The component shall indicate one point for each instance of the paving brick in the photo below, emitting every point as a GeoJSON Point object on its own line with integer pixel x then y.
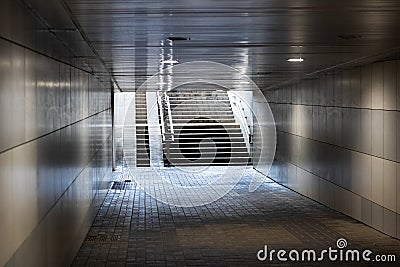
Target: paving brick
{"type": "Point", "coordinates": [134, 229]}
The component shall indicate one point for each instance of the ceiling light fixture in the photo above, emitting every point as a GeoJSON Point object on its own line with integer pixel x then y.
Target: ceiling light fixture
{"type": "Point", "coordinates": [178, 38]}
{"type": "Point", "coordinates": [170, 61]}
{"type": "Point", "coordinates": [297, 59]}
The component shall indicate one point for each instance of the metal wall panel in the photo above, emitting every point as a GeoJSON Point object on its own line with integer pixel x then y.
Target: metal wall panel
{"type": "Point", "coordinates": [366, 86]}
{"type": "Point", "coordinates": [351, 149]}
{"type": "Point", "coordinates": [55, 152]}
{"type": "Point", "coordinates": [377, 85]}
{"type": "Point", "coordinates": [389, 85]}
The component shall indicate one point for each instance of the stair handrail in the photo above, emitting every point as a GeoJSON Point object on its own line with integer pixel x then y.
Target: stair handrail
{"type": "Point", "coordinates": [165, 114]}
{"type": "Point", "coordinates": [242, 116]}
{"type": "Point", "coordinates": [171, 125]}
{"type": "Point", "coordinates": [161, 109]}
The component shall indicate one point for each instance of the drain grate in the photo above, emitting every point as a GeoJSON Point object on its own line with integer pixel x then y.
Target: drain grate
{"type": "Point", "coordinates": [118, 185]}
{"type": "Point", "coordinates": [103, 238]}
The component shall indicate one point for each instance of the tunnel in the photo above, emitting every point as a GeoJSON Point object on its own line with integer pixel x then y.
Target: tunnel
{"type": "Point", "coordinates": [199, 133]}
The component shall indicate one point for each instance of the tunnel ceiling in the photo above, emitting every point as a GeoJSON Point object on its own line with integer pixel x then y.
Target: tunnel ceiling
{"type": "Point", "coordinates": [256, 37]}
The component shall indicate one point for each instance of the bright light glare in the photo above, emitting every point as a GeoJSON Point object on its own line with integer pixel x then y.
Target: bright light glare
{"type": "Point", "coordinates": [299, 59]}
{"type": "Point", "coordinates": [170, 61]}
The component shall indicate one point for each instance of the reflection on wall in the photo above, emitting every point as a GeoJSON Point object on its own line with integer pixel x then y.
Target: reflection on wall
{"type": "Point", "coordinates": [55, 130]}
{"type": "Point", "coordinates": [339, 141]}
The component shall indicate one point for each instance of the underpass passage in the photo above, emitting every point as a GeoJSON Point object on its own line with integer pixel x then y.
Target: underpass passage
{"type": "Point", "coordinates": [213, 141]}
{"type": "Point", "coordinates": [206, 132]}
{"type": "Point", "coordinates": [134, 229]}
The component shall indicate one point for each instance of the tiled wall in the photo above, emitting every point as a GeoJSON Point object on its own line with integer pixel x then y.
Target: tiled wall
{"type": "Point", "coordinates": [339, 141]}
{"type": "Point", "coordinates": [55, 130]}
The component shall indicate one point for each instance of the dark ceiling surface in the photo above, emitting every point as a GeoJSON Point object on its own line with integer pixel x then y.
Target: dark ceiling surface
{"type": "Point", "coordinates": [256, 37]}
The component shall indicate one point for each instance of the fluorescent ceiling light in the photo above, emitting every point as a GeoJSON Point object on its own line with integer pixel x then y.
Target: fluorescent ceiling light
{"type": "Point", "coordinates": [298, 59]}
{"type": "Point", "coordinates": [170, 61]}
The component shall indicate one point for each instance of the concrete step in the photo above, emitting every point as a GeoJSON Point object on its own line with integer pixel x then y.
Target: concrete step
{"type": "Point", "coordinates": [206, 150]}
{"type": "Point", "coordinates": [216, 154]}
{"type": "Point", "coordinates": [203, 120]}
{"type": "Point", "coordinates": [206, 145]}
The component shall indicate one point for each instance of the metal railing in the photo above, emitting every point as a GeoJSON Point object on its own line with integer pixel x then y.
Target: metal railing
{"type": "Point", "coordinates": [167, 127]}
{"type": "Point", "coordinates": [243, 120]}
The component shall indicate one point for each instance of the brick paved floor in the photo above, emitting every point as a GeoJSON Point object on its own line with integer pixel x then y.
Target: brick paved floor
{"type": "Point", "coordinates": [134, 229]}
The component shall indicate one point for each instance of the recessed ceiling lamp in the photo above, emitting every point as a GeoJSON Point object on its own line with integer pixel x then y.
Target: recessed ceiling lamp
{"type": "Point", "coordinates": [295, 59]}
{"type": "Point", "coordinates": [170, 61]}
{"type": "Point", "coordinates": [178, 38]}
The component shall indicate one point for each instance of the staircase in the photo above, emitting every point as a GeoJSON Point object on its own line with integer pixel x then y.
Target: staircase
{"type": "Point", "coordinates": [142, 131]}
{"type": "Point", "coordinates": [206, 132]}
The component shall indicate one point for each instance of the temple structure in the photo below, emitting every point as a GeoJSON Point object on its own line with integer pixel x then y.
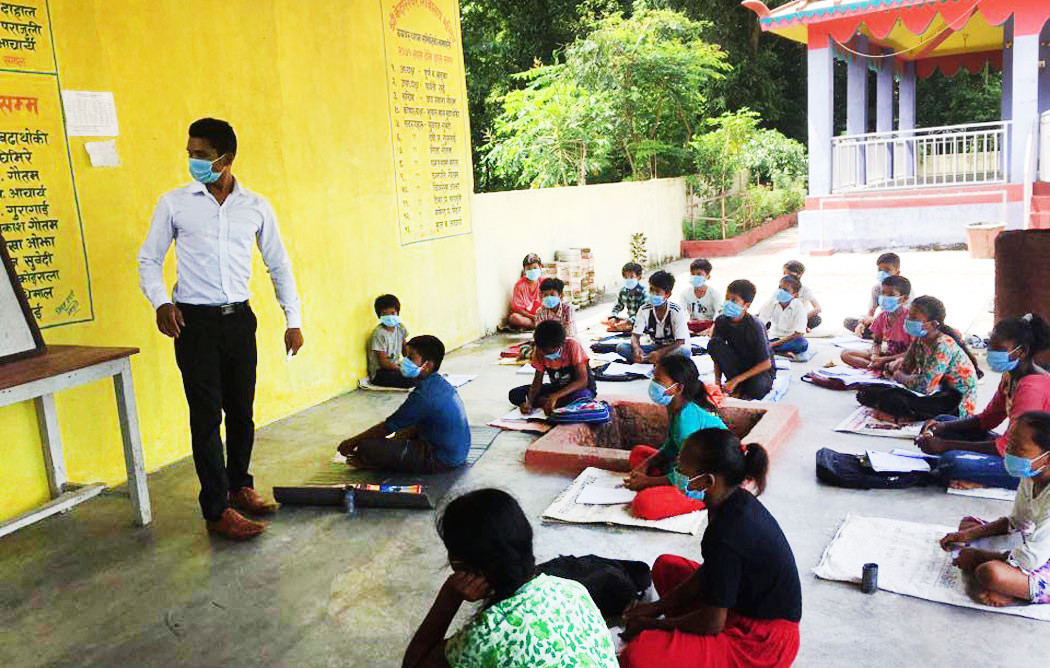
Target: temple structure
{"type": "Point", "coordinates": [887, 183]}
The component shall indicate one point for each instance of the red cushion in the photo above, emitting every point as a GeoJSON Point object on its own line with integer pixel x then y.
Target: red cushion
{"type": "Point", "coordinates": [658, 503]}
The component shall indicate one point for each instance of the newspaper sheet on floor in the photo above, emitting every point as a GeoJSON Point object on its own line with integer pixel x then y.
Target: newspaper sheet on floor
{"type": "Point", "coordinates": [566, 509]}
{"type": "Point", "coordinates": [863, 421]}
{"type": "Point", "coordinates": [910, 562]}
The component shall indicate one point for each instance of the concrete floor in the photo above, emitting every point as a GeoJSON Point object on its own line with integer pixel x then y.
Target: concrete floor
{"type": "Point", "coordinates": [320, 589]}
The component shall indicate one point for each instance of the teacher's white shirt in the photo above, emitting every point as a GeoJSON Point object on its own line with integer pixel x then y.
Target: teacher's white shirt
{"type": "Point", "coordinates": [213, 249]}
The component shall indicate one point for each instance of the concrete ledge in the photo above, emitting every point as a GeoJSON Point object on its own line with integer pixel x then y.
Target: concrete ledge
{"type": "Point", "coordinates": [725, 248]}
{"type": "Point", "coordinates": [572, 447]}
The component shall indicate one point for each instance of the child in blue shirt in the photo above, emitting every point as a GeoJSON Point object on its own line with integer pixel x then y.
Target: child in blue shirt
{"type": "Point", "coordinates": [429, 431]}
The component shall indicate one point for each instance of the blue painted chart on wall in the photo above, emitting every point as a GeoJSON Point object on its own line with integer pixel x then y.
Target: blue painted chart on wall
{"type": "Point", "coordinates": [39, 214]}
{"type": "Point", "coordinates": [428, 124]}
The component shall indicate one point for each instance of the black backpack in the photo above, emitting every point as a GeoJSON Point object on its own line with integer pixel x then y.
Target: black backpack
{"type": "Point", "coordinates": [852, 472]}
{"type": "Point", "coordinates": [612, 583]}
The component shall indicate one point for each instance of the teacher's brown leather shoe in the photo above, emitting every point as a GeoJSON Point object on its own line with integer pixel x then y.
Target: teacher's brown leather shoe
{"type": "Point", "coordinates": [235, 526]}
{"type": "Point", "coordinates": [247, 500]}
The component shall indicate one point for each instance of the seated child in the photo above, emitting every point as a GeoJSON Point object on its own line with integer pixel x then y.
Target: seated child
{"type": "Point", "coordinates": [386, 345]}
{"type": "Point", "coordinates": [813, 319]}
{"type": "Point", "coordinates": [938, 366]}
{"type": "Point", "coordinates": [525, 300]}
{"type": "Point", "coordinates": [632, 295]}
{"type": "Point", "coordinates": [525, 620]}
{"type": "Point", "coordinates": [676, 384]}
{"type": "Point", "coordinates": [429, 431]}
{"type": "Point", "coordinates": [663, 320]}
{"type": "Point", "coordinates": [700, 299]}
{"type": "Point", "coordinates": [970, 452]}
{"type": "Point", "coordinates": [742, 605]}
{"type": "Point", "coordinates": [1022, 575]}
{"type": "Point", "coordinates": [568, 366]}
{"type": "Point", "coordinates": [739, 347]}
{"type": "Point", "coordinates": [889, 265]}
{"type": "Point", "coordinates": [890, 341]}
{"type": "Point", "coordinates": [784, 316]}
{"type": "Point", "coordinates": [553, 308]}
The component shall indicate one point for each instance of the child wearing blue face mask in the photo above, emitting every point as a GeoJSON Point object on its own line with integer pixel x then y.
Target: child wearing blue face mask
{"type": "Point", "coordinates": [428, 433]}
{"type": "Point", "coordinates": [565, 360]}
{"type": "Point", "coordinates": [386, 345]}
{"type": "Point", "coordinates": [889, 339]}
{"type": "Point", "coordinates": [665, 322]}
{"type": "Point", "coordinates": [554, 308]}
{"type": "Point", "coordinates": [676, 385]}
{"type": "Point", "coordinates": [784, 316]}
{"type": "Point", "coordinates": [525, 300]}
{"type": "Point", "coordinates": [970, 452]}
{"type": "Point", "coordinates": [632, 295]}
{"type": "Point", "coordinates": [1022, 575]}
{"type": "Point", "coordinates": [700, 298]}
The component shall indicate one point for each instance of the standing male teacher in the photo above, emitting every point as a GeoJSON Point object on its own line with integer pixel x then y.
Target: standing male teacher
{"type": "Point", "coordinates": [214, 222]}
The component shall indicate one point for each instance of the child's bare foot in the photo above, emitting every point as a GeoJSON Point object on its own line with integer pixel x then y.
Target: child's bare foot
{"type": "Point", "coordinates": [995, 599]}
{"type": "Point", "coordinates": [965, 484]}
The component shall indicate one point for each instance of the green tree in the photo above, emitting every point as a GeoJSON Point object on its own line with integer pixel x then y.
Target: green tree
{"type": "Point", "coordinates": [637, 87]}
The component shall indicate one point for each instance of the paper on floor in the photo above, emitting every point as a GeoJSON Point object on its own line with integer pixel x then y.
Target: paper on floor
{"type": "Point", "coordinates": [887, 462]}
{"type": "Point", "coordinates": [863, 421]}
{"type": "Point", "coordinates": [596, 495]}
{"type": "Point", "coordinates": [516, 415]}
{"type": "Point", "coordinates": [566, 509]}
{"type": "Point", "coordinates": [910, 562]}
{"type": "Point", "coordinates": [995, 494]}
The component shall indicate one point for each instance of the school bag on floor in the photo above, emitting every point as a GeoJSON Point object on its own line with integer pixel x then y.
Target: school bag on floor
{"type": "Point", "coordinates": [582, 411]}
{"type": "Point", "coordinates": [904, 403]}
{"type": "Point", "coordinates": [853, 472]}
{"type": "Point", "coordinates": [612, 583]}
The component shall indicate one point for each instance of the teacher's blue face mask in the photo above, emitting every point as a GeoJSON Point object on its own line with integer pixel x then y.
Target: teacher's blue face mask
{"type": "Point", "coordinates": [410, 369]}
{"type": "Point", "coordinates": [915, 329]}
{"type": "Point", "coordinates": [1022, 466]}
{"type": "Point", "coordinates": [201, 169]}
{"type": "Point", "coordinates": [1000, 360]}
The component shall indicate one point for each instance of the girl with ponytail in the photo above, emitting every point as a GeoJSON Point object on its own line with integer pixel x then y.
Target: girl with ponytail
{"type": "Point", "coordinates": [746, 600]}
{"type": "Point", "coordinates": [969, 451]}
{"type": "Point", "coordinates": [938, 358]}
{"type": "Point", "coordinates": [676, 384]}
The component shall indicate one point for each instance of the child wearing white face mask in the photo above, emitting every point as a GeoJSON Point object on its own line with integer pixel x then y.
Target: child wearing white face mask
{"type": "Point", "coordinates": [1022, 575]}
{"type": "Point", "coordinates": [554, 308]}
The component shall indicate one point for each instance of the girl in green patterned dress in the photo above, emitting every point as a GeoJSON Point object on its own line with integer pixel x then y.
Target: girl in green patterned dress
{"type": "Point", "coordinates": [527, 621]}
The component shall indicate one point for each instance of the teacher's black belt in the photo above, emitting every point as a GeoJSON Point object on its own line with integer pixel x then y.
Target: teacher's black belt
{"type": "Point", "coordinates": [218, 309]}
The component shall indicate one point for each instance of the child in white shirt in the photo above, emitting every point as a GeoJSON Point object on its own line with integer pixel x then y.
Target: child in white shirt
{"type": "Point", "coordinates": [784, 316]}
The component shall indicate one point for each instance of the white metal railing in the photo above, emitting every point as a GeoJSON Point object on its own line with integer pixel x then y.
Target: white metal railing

************

What you need to do:
The answer must be the line containing "Target: girl with ponytail" and every line after it through the end of the records, repeated exactly.

Task answer:
Target: girl with ponytail
{"type": "Point", "coordinates": [746, 600]}
{"type": "Point", "coordinates": [969, 451]}
{"type": "Point", "coordinates": [938, 358]}
{"type": "Point", "coordinates": [676, 384]}
The component shall indicate one point for each instance of the child wearing white face mask in the photo above, emitting every point as a GeoJSON Point object on its own line with integer pixel x then y.
Target: child wearing white face mask
{"type": "Point", "coordinates": [1022, 575]}
{"type": "Point", "coordinates": [554, 308]}
The component shall indicate one point for each instance of the girl in green patterned dress in the photo above, emitting every point as a GeoJSON Point object on its own line with integer pixel x then y.
Target: girl in green patterned dress
{"type": "Point", "coordinates": [527, 621]}
The component shall indicate one point for each instance of the teacher's black belt in the photo above, emitting every point as a GeoJSON Point object on its own line with integer pixel x then y.
Target: teacher's black belt
{"type": "Point", "coordinates": [218, 309]}
The component shall indicate one point for each instance of the child in white shirt in the photo above, emitting every point as a GeoJSON Point object on its own line with integer pixel x then y.
Target: child in white shirt
{"type": "Point", "coordinates": [784, 316]}
The component shall indicate one point for each instance of the white metal railing in the photo above, emitting every point as a GeoJSON Point object on its own line with integer pixel x then y.
Target: white metal railing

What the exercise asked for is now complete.